§ Directions for this task: Swap "Detected" for "Located" everywhere in the data below, keep everything else unchanged, and omit the pictures from your answer.

==== Records shown

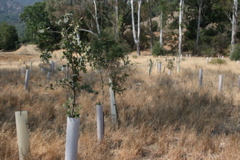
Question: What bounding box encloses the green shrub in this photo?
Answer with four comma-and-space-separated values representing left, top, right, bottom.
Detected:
153, 42, 166, 56
230, 45, 240, 60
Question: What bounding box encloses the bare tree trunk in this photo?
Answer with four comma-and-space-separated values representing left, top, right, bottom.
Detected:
131, 0, 142, 55
178, 0, 184, 57
115, 0, 119, 41
196, 0, 202, 54
148, 0, 153, 55
159, 11, 163, 47
93, 0, 101, 35
230, 0, 238, 56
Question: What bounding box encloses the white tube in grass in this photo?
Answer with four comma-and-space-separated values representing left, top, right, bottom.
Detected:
148, 66, 152, 76
30, 61, 33, 71
218, 75, 223, 92
109, 78, 117, 123
47, 72, 51, 81
51, 61, 54, 71
238, 75, 240, 88
157, 62, 162, 73
168, 69, 172, 76
20, 66, 25, 76
65, 66, 69, 79
96, 105, 104, 142
198, 69, 203, 88
14, 111, 30, 160
65, 117, 80, 160
24, 69, 30, 90
177, 61, 180, 74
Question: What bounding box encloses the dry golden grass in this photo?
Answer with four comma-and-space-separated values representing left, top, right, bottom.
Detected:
0, 56, 240, 160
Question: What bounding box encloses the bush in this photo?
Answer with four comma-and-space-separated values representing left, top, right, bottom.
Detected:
152, 21, 158, 32
210, 58, 227, 64
0, 22, 19, 51
153, 42, 166, 56
230, 45, 240, 60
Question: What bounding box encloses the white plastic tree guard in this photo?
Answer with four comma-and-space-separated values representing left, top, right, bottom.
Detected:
51, 61, 54, 72
15, 111, 30, 160
218, 75, 223, 92
20, 66, 25, 76
198, 69, 203, 88
65, 117, 80, 160
238, 75, 240, 88
96, 105, 104, 142
47, 72, 51, 81
65, 66, 69, 79
148, 66, 152, 76
30, 61, 33, 71
109, 78, 117, 123
168, 69, 172, 76
24, 69, 29, 90
177, 61, 180, 74
157, 62, 162, 73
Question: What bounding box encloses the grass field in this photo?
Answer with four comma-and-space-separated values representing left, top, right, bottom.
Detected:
0, 48, 240, 160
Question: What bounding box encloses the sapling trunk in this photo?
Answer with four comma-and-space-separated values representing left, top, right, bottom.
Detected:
24, 69, 29, 90
96, 105, 104, 142
15, 111, 30, 160
177, 61, 180, 74
157, 62, 162, 73
65, 117, 80, 160
198, 69, 203, 88
109, 78, 117, 123
218, 75, 223, 92
47, 72, 51, 81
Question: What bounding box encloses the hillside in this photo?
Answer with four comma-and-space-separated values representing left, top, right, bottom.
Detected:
0, 0, 41, 37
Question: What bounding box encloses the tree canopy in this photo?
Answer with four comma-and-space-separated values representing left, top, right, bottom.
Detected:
0, 22, 19, 51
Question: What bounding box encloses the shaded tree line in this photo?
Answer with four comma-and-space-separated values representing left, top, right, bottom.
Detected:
17, 0, 240, 57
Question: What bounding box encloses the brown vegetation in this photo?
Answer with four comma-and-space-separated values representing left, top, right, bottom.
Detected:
0, 56, 240, 160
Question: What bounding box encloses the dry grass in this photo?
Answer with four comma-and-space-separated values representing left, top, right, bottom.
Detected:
0, 56, 240, 160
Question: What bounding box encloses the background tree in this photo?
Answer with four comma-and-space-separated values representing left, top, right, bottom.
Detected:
20, 2, 61, 49
131, 0, 142, 55
0, 22, 19, 51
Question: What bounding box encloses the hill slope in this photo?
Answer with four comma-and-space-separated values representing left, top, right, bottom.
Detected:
0, 0, 42, 37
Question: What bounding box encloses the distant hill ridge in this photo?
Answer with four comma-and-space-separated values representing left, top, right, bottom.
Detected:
0, 0, 42, 36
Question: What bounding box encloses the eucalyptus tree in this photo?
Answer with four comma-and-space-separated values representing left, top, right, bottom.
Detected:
20, 2, 61, 48
178, 0, 184, 57
220, 0, 238, 57
131, 0, 142, 55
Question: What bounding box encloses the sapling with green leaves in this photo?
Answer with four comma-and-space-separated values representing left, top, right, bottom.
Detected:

========

§ The output:
Question: What bounding box encloses the green shrub in this photo?
Answer with four comma-and-space-separated values representing left, top, right, bottom.
Located:
153, 42, 166, 56
230, 45, 240, 60
Question: What bounding box encloses the bare tree trunk in this photo?
Answer with four comma-and-space-separated values representing left, top, right, bottom.
Located:
131, 0, 142, 55
178, 0, 184, 57
115, 0, 119, 41
196, 0, 202, 54
148, 0, 153, 55
159, 11, 163, 47
93, 0, 101, 35
230, 0, 238, 56
Question: What bounding box encloses the white tube in grass in this photo?
Answer with four comma-and-space-separated values representing left, top, right, bottom.
Located:
148, 66, 152, 76
30, 61, 33, 71
218, 75, 223, 92
109, 78, 117, 123
47, 72, 51, 81
51, 61, 54, 71
238, 75, 240, 88
157, 62, 162, 73
168, 69, 172, 76
20, 66, 25, 76
65, 66, 69, 79
96, 105, 104, 142
198, 69, 203, 88
14, 111, 30, 160
65, 117, 80, 160
24, 69, 30, 90
177, 61, 180, 74
Question: What bounding box encloses the dry golden grass in this photo?
Answer with four comma-and-space-separated values representing left, top, right, bottom.
Located:
0, 56, 240, 160
Question: What bounding box encloses the bush in this photo?
Answer with four comma-and-space-separated values representing left, top, right, bottom.
Located:
152, 21, 158, 32
210, 58, 227, 64
0, 22, 19, 51
153, 42, 166, 56
230, 45, 240, 60
Question: What bounding box encloses the white plastic tree guard in this photo?
Answer with four comma-and-space-separated values representing left, top, right, bottom.
Located:
51, 61, 54, 72
15, 111, 30, 160
218, 75, 223, 92
20, 66, 25, 76
198, 69, 203, 88
65, 117, 80, 160
238, 75, 240, 88
96, 105, 104, 142
47, 72, 51, 81
65, 66, 69, 79
148, 66, 152, 76
30, 61, 33, 71
109, 78, 117, 123
168, 69, 172, 76
24, 69, 29, 90
177, 61, 180, 74
157, 62, 162, 73
Question: What bounding box encloses the grass field in this photo?
Answer with four comma-and-space-separated values representing left, top, right, bottom.
Located:
0, 48, 240, 160
Question: What bounding box encloses the sapling trunk in this photo?
Answer with four comma-and-space-separated values representing left, top, right, bottom.
Located:
24, 69, 29, 90
96, 105, 104, 142
15, 111, 30, 160
177, 61, 180, 74
157, 62, 162, 73
65, 117, 80, 160
198, 69, 203, 88
109, 78, 117, 123
218, 75, 223, 92
47, 72, 51, 81
Question: What bounding box encloses the hillside in this photo?
Answer with four comma-and-space-separated values representing left, top, right, bottom.
Located:
0, 0, 41, 37
Question: What bounding box encloses the tree canopy in this photo?
Answer with four comma-and-space-separated values representing left, top, right, bottom.
Located:
0, 22, 19, 51
Question: What bounding box encloses the shaded tree line in this photo?
Answer with four comma-and-space-separated values representing left, top, right, bottom.
Located:
17, 0, 240, 57
Question: What bounding box encloses the brown vegetation in this photo?
Answer with four comma-and-space-separated values representing left, top, right, bottom.
Located:
0, 56, 240, 160
Question: What bounding box encloses the dry grass in this photo?
Answer with four comma-and-space-separated values representing left, top, right, bottom.
Located:
0, 56, 240, 160
Question: What bounding box encloses the background tree in this photo?
Answer with four comma-and-space-separated values representing left, top, right, bottom.
Located:
20, 2, 61, 49
131, 0, 142, 55
0, 22, 19, 51
Question: What bounding box encloses the hill slope in this photo?
Answer with four comma-and-space-separated values representing left, top, right, bottom.
Located:
0, 0, 42, 37
Question: What bounding box encloses the distant hill ridge in this photo?
Answer with four comma-and-space-separated values representing left, top, right, bottom.
Located:
0, 0, 42, 36
Question: What bounding box encloses the eucalyptus tree in this photo?
Answer with four comma-and-space-separated values representing left, top, right, bottom.
Located:
20, 2, 61, 48
178, 0, 184, 57
220, 0, 238, 57
131, 0, 142, 55
Question: What bounding box encloses the sapling with green leaves in this photo?
Answer with four comma-and-space-separated values representing left, top, right, bottom.
Located:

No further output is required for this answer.